* _Requirement A_
Summarize the thread on air-drying lumber in two sentences.

* _Text extract_
In hardwoods, almost all kilns air dry for a while before putting the lumber in the kiln because it takes much longer to dry hardwoods than softwoods, and time is money.


----------



## cracknpop (Dec 20, 2011)

I appreciate all the good advice. Looks like I will sticker and stack it for a few months. My brother has a large building open along one side, I will stack it there so it is under cover, yet air can move.

Do I understand correctly, I should weight it down in some way?
Is it advisable to shuffle and restack at some point?


----------



## donwilwol (May 16, 2011)

I get the cheap ratchet straps and strap it instead of trying to weight it down. Restacking probably does help, but I'm never that ambitious.


----------



## roman (Sep 28, 2007)

yup


----------



## WoodworkingGeek (Jan 11, 2011)

Keep in mind that wood drys faster in lower humidity environments. Thats why wood drys faster in the winter. So if you live in place that has low humidity, it will dry faster. Also moisture floats on the floor, So its best that you store the wood at least 3 feet above the floor.
Hope this helps!!
-Matthew


----------



## WDHLT15 (Aug 15, 2011)

I don't bother with trying to weight down a stack of wood. However, I may have up to 8000 BF air drying at one time. If you deal with small quantities, it may be practical. What I do is stack the best grade on the bottom and work up from there. The low grade on the top of the stack provides good weight for the high grade on the bottom of the stack. The low grade won't suffer much.


----------

* _Requirement B_
Format the entries below, from the line containing "the black trash" through the end of the entries, inclusive, as a Markdown table with the columns Row and Entry. Leave out blank lines.

* _Dataset records_

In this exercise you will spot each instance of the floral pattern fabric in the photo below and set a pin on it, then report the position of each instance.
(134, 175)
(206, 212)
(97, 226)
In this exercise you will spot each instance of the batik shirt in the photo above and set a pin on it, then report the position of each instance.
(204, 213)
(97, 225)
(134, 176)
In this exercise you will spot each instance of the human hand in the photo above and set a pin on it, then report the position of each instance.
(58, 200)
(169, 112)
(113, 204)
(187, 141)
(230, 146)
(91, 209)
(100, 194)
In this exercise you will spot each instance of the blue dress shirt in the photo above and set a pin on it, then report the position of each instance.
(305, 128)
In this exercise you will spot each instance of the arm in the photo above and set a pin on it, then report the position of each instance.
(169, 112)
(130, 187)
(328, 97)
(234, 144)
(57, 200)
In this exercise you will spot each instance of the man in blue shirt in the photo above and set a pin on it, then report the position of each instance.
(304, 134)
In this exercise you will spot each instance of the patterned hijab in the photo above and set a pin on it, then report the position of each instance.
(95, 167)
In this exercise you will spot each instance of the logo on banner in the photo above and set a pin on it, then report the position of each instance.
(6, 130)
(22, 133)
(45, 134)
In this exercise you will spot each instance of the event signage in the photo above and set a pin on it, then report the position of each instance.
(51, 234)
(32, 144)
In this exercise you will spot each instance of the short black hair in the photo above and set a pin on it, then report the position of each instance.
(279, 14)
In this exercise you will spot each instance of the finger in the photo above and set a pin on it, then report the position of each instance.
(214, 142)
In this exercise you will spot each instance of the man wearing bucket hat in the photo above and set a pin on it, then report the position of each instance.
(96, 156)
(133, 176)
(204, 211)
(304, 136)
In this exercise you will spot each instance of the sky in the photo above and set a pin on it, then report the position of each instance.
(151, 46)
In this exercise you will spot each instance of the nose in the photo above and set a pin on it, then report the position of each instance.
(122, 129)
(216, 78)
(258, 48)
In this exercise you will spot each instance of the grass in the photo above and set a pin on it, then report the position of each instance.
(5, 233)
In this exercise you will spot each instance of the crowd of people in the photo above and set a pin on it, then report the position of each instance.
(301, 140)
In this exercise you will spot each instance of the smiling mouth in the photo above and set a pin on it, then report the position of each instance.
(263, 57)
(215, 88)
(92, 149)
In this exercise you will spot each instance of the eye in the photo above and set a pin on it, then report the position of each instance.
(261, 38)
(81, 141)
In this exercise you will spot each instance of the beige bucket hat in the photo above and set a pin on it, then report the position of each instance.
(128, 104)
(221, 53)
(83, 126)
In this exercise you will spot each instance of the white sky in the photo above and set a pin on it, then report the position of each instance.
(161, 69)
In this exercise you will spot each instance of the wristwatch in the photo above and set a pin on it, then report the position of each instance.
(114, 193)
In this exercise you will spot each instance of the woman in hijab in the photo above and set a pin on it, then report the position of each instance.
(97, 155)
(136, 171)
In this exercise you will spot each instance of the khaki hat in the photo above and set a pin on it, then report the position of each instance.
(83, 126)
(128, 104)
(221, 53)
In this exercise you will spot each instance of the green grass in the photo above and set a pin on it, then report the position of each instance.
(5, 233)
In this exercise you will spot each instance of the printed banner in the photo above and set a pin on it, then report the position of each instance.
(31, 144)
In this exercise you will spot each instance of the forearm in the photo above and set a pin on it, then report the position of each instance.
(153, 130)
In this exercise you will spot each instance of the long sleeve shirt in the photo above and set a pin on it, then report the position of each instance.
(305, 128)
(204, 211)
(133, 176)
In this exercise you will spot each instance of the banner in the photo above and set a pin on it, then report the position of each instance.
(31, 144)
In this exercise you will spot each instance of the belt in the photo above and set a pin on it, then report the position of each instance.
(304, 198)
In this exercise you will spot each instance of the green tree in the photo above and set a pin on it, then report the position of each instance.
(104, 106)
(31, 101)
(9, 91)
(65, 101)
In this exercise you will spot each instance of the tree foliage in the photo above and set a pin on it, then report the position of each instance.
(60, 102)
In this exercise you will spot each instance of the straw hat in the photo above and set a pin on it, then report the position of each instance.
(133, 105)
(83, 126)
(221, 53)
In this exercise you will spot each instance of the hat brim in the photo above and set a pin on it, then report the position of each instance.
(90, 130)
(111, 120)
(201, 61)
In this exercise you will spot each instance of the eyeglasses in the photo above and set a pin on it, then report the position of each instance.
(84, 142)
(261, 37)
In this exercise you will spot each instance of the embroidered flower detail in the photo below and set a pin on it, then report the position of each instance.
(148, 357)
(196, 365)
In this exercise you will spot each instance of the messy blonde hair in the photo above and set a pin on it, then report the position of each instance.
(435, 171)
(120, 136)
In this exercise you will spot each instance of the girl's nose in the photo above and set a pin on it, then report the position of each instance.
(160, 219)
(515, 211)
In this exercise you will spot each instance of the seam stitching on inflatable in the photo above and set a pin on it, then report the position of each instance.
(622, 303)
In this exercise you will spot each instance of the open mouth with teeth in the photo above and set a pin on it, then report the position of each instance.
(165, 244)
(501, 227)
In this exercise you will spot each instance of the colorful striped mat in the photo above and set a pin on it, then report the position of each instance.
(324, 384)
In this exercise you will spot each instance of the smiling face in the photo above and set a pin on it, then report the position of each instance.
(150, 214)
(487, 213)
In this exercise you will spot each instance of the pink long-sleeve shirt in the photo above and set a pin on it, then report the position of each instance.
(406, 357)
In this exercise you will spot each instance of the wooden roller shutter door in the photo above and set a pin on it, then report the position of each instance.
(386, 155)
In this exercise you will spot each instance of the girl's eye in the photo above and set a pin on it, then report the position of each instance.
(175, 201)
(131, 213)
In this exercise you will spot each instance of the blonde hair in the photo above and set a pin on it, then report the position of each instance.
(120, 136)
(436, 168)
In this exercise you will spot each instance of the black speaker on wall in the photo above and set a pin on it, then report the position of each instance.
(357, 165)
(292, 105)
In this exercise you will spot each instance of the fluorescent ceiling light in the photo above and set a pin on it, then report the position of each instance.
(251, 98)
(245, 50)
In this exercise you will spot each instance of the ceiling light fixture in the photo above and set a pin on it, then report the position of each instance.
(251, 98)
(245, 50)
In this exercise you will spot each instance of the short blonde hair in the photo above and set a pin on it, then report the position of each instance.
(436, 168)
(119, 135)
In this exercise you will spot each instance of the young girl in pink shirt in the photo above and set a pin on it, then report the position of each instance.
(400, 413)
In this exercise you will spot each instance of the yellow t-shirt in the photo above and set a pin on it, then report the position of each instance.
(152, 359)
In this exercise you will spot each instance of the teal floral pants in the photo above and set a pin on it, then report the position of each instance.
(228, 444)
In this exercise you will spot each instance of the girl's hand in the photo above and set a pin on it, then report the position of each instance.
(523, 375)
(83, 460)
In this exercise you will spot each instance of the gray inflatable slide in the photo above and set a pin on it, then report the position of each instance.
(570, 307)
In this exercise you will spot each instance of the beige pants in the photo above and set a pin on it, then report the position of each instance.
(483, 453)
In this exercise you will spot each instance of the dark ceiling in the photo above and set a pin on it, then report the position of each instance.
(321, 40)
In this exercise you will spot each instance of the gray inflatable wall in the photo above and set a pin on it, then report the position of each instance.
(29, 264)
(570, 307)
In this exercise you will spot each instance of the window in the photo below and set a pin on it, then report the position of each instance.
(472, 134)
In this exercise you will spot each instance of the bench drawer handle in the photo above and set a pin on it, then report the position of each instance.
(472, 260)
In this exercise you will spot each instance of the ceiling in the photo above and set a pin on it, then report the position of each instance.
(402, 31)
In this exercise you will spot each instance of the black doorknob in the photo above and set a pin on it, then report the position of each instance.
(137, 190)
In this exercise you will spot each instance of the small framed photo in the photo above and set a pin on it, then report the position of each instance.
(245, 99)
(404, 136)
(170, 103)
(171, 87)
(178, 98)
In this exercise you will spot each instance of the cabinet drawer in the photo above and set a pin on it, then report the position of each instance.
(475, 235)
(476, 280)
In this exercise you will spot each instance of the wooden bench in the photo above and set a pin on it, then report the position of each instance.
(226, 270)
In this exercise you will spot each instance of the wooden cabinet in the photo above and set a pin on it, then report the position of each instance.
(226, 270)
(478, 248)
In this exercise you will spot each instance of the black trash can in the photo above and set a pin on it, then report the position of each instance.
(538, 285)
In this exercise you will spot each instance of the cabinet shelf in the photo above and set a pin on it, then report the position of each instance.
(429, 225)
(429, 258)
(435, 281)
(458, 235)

* _Complete response A_
Almost all kilns air dry hardwoods before kilning because hardwoods take much longer to dry than softwoods, and one poster plans to sticker and stack lumber under cover for a few months and asks whether to weight it down and whether to restack it. Replies suggest using cheap ratchet straps instead of weights, storing the wood at least 3 feet above the floor because moisture floats on the floor, and stacking the best grade on the bottom so the low grade on top provides weight.

* _Complete response B_
| Row | Entry |
|---|---|
| 1 | In this exercise you will spot each instance of the black trash can in the photo above and set a pin on it, then report the position of each instance. |
| 2 | (538, 285) |
| 3 | In this exercise you will spot each instance of the cabinet shelf in the photo above and set a pin on it, then report the position of each instance. |
| 4 | (429, 225) |
| 5 | (429, 258) |
| 6 | (435, 281) |
| 7 | (458, 235) |